Exercise >>
Change "potted plant" to "flower pot" in the listing from the line with "Detect the leafy" up to and including the line with "(910, 618), (1024, 724)", leaving all else as it is. Give back only those lines.

Rows from a box-labeling dataset:

● ● ● ● ●

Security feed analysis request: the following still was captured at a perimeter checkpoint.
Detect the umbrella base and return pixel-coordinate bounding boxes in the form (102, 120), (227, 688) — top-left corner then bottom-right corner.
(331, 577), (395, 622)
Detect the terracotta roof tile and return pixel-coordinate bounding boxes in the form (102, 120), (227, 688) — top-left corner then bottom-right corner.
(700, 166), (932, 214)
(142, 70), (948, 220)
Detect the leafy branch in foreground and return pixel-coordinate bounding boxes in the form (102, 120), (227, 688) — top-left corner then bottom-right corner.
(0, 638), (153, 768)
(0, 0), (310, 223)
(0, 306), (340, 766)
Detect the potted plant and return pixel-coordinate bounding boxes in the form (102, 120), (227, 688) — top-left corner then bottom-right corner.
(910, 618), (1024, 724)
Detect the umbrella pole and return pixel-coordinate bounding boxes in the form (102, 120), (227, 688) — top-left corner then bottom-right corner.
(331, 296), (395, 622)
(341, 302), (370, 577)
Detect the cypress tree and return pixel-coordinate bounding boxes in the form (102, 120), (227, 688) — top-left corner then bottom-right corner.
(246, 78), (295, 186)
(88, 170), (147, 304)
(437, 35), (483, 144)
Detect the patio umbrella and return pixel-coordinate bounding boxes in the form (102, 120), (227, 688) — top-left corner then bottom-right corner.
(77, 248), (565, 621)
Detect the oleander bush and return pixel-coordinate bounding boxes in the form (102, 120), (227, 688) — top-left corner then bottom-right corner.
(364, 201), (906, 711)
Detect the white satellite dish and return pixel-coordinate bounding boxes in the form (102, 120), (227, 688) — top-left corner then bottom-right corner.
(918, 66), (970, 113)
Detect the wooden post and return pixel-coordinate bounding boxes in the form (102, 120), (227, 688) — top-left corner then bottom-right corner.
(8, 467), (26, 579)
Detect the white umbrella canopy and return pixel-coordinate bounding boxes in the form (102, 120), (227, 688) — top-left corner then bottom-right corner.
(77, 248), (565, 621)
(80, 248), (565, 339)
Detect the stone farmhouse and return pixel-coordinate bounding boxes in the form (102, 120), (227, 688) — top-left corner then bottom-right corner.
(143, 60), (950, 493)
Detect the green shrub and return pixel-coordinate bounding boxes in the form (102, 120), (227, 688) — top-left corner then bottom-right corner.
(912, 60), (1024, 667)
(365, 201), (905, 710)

● ● ● ● ●

Result of the task >>
Detect the leafy branch in foreground and return pixel-coordinate bounding boxes in the form (102, 120), (227, 688) — top-left corner then bottom-right corner.
(0, 638), (153, 768)
(0, 0), (310, 223)
(0, 306), (340, 766)
Detect the flower pot and return pixel-coordinate bounding boxes in the form (102, 120), (227, 688) — top-left corner then bottom-right corner.
(910, 618), (1024, 724)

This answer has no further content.